◆ **Task goal**
Could you collect and copy every line in the listing below that contains the string "instance"?
___ Entries shown
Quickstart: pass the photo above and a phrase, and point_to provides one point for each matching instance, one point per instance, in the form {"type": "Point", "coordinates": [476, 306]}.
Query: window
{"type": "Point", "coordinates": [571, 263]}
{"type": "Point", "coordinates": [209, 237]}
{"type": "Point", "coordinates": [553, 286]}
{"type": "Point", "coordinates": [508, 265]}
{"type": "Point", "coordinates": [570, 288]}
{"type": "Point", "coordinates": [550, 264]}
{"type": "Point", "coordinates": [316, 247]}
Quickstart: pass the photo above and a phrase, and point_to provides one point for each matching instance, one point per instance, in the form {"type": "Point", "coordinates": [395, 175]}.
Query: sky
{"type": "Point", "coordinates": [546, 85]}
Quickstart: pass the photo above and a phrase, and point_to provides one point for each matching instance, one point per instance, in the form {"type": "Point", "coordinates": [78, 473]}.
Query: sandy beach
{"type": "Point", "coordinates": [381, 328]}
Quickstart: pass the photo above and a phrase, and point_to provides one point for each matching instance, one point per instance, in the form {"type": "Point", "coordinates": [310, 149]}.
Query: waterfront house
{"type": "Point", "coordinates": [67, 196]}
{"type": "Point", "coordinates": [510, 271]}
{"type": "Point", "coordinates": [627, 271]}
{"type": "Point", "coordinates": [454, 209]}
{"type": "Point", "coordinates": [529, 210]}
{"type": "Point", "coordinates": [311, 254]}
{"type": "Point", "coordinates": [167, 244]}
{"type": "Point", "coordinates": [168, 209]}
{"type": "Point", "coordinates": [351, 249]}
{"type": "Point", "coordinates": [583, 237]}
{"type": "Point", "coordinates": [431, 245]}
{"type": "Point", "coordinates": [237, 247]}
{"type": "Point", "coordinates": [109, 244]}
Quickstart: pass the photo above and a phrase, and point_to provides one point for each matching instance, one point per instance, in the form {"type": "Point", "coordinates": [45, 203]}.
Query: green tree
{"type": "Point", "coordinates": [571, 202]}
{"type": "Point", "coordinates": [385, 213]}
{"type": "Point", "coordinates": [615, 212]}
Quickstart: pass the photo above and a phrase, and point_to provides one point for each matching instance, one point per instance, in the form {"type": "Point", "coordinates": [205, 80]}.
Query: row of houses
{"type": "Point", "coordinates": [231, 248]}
______
◆ **Worked answer**
Quickstart: pass the photo above and a phrase, and point_to provides one point for each matching instance, one point per instance, in the form {"type": "Point", "coordinates": [476, 306]}.
Quickstart: pass the photo above and a phrase, and point_to provides one point for each matching instance, one point per instance, in the form {"type": "Point", "coordinates": [395, 175]}.
Quickstart: pass the photo above and a phrase, and point_to provides one point for each matching instance, one point per instance, in the form {"type": "Point", "coordinates": [78, 473]}.
Quickstart: pass the photo above and a phrase, and point_to provides one point for each matching instance, one point per instance, in the form {"type": "Point", "coordinates": [310, 149]}.
Quickstart: pass the photo above and a phrase, and point_to provides one point for each matching instance, one point per instance, in the form {"type": "Point", "coordinates": [45, 203]}.
Quickstart: pass the photo above and a phrase, and point_to provides one point for each matching instance, one point per instance, in the form {"type": "Point", "coordinates": [205, 80]}.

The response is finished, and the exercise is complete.